Approach #1
Here's a vectorized approach using NumPy's broadcasting -
def broadcasting_based(df, tuples):
idx = np.array(tuples)
mask = (df.B.values == idx[:, None, 0]) & (df.C.values == idx[:, None, 1])
return df[~mask.any(0)]
Sample run -
In [224]: df
Out[224]:
A B C
0 6 4 4
1 2 0 3
2 8 3 4
3 7 8 3
4 6 7 8
5 3 3 2
6 5 4 2
7 2 4 7
8 6 1 6
9 1 1 1
In [225]: tuples = [(3,4),(7,8),(1,6)]
In [226]: broadcasting_based(df,tuples)
Out[226]:
A B C
0 6 4 4
1 2 0 3
3 7 8 3
5 3 3 2
6 5 4 2
7 2 4 7
9 1 1 1
Approach #2 : To cover a generic number of columns
For a case like this, one could collapse the information from different columns into one single entry that would represent the uniqueness among all columns. This could be achieved by considering each row as indexing tuple. Thus, basically each row would become one entry. Similarly, each entry from the list of tuple that is to be matched could be reduced to a 1D array with each tuple becoming one scalar each. Finally, we use np.in1d to look for the correspondence, get the valid mask and have the desired rows removed dataframe, Thus, the implementation would be -
def linear_indexing_based(df, tuples):
idx = np.array(tuples)
BC_arr = df[['B','C']].values
shp = np.maximum(BC_arr.max(0)+1,idx.max(0)+1)
BC_IDs = np.ravel_multi_index(BC_arr.T,shp)
idx_IDs = np.ravel_multi_index(idx.T,shp)
return df[~np.in1d(BC_IDs,idx_IDs)]

▸ **Supplied records**
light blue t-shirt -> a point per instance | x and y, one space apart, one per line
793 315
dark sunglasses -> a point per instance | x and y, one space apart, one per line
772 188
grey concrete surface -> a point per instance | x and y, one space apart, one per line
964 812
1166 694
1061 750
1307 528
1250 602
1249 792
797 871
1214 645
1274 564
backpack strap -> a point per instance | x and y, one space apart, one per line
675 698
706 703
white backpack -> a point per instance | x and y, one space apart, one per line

▸ **Stated exercise 1**
Answer these from the passage on dropping dataframe rows:
(a) In Approach #1, which NumPy feature does the vectorized approach rely on?
(b) In the sample run, what list is assigned to tuples?
(c) In Approach #2, which function is used to look for the correspondence?
▸ **Stated exercise 2**
According to the passage on dropping dataframe rows, why does Approach #2 collapse the information from different columns into one single entry? Answer in one to three sentences.
▸ **Stated exercise 3**
From the passage on dropping dataframe rows, list every function called with the np. prefix inside linear_indexing_based.

▸ **Task result 1**
(a) Broadcasting.
(b) [(3,4),(7,8),(1,6)]
(c) np.in1d

▸ **Task result 2**
Approach #2 is meant to cover a generic number of columns. Collapsing the columns into one single entry per row represents the uniqueness among all columns. Each tuple to be matched is reduced to one scalar in the same way, so np.in1d can find the matches and give the mask for removing rows.

▸ **Task result 3**
np.array, np.maximum, np.ravel_multi_index, np.in1d